Assignment:
A verbatim copy of the entries is the required answer.

Dataset:
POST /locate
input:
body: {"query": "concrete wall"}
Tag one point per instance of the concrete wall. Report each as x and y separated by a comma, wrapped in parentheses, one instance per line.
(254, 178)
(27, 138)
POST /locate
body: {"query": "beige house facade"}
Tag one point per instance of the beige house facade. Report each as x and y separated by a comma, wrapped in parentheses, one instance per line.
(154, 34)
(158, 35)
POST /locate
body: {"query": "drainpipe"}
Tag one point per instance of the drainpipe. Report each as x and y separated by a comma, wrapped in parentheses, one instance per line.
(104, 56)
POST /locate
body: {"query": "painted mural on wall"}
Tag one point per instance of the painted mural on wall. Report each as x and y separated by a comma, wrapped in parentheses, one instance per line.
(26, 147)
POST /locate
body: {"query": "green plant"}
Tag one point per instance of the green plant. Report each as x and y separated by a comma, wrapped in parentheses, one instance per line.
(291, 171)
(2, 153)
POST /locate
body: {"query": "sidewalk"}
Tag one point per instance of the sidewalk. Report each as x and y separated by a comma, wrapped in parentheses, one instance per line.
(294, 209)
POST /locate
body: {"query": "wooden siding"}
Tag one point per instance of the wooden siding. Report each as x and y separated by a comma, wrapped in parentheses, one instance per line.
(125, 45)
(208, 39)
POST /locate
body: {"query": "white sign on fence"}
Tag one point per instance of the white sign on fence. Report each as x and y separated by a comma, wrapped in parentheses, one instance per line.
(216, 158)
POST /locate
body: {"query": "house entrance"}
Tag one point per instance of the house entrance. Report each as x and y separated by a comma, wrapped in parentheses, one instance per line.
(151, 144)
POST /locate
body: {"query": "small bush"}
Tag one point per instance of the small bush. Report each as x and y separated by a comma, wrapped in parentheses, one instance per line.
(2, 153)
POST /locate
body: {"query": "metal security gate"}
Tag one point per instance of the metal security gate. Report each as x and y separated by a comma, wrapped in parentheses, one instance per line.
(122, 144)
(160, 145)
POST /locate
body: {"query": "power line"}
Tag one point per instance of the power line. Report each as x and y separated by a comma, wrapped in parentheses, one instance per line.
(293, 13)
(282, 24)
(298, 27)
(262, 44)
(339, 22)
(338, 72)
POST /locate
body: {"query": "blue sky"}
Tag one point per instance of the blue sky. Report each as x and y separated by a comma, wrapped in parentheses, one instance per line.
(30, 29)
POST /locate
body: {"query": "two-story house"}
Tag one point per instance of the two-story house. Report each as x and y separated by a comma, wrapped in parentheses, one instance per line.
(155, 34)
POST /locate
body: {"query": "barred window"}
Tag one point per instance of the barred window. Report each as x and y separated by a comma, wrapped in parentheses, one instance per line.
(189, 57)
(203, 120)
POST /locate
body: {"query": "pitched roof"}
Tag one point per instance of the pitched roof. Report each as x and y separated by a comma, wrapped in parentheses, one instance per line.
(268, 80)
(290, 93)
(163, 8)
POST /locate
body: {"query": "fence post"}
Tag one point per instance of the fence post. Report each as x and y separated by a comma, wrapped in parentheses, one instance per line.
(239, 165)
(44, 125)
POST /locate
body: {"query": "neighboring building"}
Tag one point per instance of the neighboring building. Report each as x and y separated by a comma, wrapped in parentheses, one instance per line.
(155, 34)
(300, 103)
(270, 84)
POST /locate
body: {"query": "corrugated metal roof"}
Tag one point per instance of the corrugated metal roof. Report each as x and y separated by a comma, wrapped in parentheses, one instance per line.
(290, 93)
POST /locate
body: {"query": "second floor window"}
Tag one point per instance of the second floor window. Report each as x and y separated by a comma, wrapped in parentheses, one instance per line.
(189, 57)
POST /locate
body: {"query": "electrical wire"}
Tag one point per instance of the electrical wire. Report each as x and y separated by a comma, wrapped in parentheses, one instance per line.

Written reply:
POST /locate
input:
body: {"query": "concrete wall"}
Tag one point per instance of the concrete wall. Report each as x and y separated by a comma, wrapped in parentheses, one instance per line.
(254, 178)
(27, 138)
POST /locate
body: {"query": "beige house facade"}
Tag one point per instance of the beige house facade. Report each as x and y separated by a comma, wrapped in parentheses, one instance per line.
(154, 34)
(158, 35)
POST /locate
body: {"query": "drainpipe"}
Tag one point per instance of the drainpipe. Report each as x and y separated by a comma, wrapped in parentheses, one instance per line.
(104, 56)
POST /locate
body: {"query": "painted mural on wall"}
Tag one point per instance of the painted mural on wall. Report each as x and y separated by a comma, wrapped in parentheses, one instance per line.
(26, 147)
POST /locate
body: {"query": "green plant"}
Tag one point per instance of the green plant. Report each as x and y separated by a comma, wrapped in parentheses, one instance per line.
(291, 171)
(2, 153)
POST /locate
body: {"query": "sidewalk"}
Tag one point per instance of the sidewalk. Report each as x and y separated by a comma, wrapped in parentheses, one instance per line.
(294, 209)
POST /locate
body: {"query": "wooden siding"}
Tag one point per instance of the wooden siding. Report each as x and y separated by a comma, wrapped in parentheses, one instance per line.
(125, 45)
(208, 39)
POST /locate
body: {"query": "white sign on fence"}
Tag one point per instance of the white sign on fence. Report each as x and y separated by a comma, wrapped in parentheses, one instance per line.
(216, 158)
POST /locate
body: {"query": "house entrance"}
Tag one point per instance of the house entrance. Report each as x and y separated by a comma, wrapped in parentheses, one instance per line.
(151, 144)
POST /locate
body: {"query": "small bush"}
Tag one point per instance of the small bush. Report each as x and y separated by a comma, wrapped in parentheses, one instance per line.
(2, 153)
POST /locate
body: {"query": "metal security gate"}
Tag one point per instance of the metal security gate. Report each as x and y separated by a comma, wrapped in parentheses, one instance per line.
(122, 144)
(160, 145)
POST /locate
body: {"query": "power line"}
Tag one point per instance of the power line. Report each as x and y separated by a comma, wrapped in parentheses, one instance per line.
(293, 13)
(282, 24)
(298, 27)
(262, 44)
(339, 22)
(338, 72)
POST /locate
body: {"query": "blue sky"}
Tag one point per instance of the blue sky. Report each as x and y separated by a comma, wrapped in parentheses, one instance per line.
(30, 29)
POST /locate
body: {"query": "two-story house"}
Tag one point per instance of the two-story house. Report each as x and y separated by a comma, wrapped in parentheses, one instance per line.
(155, 34)
POST /locate
body: {"query": "barred window"}
Tag one point per instance of the barred window. Report each as x and y separated by a comma, wrapped in parentheses, one instance per line.
(189, 57)
(203, 120)
POST /locate
body: {"query": "pitched roof"}
Tag one point per instance of the pitched roof. Report each as x and y separated by a comma, wrapped in parentheses, one instance per line.
(268, 80)
(290, 93)
(163, 8)
POST /locate
body: {"query": "fence post"}
Tag one point per instance of the fence post. Report each as x and y separated by a comma, wrapped in parentheses, one instance per line.
(239, 165)
(44, 125)
POST /locate
body: {"query": "neighboring building"}
Tag one point per instance of the neighboring building. Report each as x and y separated by a comma, wrapped in parentheses, one instance per line.
(155, 34)
(300, 103)
(270, 84)
POST /locate
body: {"query": "corrugated metal roof"}
Tag one point per instance of the corrugated metal roof. Report each as x and y separated by a comma, wrapped in parentheses, one instance per line.
(290, 93)
POST /locate
body: {"query": "second floor window"}
Tag one point per instance of the second floor window. Report each as x and y separated by a comma, wrapped in parentheses, one instance per line.
(189, 57)
POST /locate
body: {"query": "electrical wire"}
Tag one point per instance of the electrical wire. Report each as x and y separated by a comma, wrapped in parentheses, one instance per line.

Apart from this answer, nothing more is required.